**** Records to use

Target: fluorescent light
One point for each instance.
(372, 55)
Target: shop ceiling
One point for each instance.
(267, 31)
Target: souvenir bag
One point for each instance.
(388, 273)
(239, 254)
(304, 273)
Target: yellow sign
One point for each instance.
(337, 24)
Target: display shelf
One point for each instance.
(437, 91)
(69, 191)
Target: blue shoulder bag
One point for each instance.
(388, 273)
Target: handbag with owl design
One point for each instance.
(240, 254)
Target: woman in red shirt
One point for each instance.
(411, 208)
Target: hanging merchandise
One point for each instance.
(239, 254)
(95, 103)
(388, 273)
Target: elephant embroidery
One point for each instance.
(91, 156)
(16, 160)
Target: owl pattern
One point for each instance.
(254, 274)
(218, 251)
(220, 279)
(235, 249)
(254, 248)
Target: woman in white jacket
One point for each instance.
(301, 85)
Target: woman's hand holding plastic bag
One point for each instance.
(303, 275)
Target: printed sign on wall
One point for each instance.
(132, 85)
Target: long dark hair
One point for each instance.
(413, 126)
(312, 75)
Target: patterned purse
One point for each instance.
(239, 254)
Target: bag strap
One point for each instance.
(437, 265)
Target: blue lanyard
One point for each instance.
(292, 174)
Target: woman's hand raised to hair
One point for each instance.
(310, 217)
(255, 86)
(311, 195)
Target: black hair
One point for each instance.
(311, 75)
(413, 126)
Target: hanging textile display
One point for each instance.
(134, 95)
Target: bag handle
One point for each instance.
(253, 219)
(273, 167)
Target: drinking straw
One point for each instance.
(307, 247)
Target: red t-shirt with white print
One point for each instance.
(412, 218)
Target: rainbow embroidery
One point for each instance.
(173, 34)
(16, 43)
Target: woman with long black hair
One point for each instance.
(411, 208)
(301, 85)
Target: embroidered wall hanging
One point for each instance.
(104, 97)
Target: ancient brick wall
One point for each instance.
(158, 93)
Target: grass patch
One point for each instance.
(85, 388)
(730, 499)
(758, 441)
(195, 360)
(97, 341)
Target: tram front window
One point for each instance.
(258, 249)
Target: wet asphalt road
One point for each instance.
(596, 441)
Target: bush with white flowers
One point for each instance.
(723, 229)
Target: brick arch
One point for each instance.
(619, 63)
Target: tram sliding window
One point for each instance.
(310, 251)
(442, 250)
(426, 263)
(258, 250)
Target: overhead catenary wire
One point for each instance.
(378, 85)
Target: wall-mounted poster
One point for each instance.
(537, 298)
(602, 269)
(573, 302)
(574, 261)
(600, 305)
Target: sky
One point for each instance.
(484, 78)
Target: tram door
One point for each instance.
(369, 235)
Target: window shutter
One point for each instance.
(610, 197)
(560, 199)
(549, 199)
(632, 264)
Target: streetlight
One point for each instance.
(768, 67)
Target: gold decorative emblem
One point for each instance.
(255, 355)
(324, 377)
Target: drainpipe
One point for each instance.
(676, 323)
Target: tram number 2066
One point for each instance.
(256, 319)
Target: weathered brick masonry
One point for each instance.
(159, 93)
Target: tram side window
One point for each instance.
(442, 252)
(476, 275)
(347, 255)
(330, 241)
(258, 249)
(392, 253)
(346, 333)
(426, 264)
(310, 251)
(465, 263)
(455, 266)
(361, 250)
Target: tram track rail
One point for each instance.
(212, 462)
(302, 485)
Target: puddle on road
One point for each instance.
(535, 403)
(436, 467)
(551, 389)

********

#### [Task to carry out]
Reproduce all the records precisely.

#### [Reply to the task]
Target: fluorescent light
One point for each instance.
(372, 55)
Target: shop ceiling
One point for each instance.
(267, 31)
Target: souvenir bag
One point for each instance.
(388, 273)
(239, 254)
(304, 273)
Target: yellow sign
One point for each instance.
(337, 24)
Target: display shelf
One point for each instance.
(437, 91)
(69, 191)
Target: blue shoulder bag
One point for each instance.
(388, 273)
Target: handbag with owl design
One point for each instance.
(240, 254)
Target: woman in red shirt
One point for each instance.
(411, 208)
Target: hanging merchandise
One point for each instance.
(239, 254)
(95, 103)
(388, 273)
Target: elephant embroidery
One point for each instance.
(91, 156)
(16, 160)
Target: owl pattern
One point for each instance.
(254, 274)
(218, 251)
(220, 279)
(235, 249)
(254, 248)
Target: woman in white jacket
One point for each instance.
(301, 85)
Target: woman's hand holding plastic bag
One point for each instance.
(303, 275)
Target: printed sign on wall
One point for each instance.
(132, 85)
Target: long dark hair
One point for each instance.
(413, 126)
(312, 75)
Target: patterned purse
One point for each instance.
(239, 254)
Target: bag strap
One point for each instance.
(437, 265)
Target: blue lanyard
One point for each instance.
(292, 174)
Target: woman's hand raised to hair
One point for each instance.
(310, 217)
(255, 86)
(311, 195)
Target: black hair
One point for each instance.
(311, 75)
(413, 126)
Target: hanging textile display
One point for each instance.
(134, 95)
Target: bag handle
One point for each instance.
(253, 219)
(273, 167)
Target: drinking straw
One point for each instance.
(307, 247)
Target: red t-shirt with white print
One point for each instance.
(412, 218)
Target: rainbow embroidery
One point for each instance.
(173, 34)
(16, 43)
Target: woman with long black hair
One point for each instance.
(411, 208)
(301, 85)
Target: embroidered wall hanging
One point for each instance.
(104, 97)
Target: ancient brick wall
One point for each instance.
(158, 93)
Target: grass patch
One point for each instance.
(85, 388)
(730, 499)
(758, 441)
(195, 360)
(97, 341)
Target: tram front window
One point for each instance.
(258, 249)
Target: wet asphalt road
One point for each instance.
(596, 441)
Target: bush with white flowers
One point for each instance.
(723, 229)
Target: brick arch
One point for each instance.
(619, 63)
Target: tram sliding window
One point for each instance.
(310, 251)
(442, 250)
(426, 263)
(258, 250)
Target: overhead catenary wire
One point for each instance.
(378, 85)
Target: wall-mounted poster
One point for each instance.
(537, 298)
(602, 269)
(573, 302)
(574, 261)
(600, 305)
Target: sky
One point for each instance.
(484, 78)
Target: tram door
One point for each instance.
(369, 235)
Target: window shutter
One point for each instance.
(610, 197)
(560, 199)
(549, 199)
(632, 264)
Target: streetlight
One point for each instance.
(768, 67)
Target: gold decorative emblem
One point for each instance.
(255, 355)
(324, 377)
Target: drainpipe
One point for each instance.
(676, 323)
Target: tram number 2066
One point for each instance.
(256, 319)
Target: weathered brick masonry
One point for each instance.
(159, 93)
Target: tram side window
One point for each instance.
(442, 252)
(476, 275)
(347, 255)
(330, 241)
(258, 249)
(392, 253)
(346, 333)
(426, 264)
(310, 251)
(465, 263)
(455, 266)
(361, 250)
Target: tram track rail
One point for each instance.
(212, 462)
(302, 485)
Target: puddle on road
One point for each instance.
(535, 403)
(436, 467)
(551, 389)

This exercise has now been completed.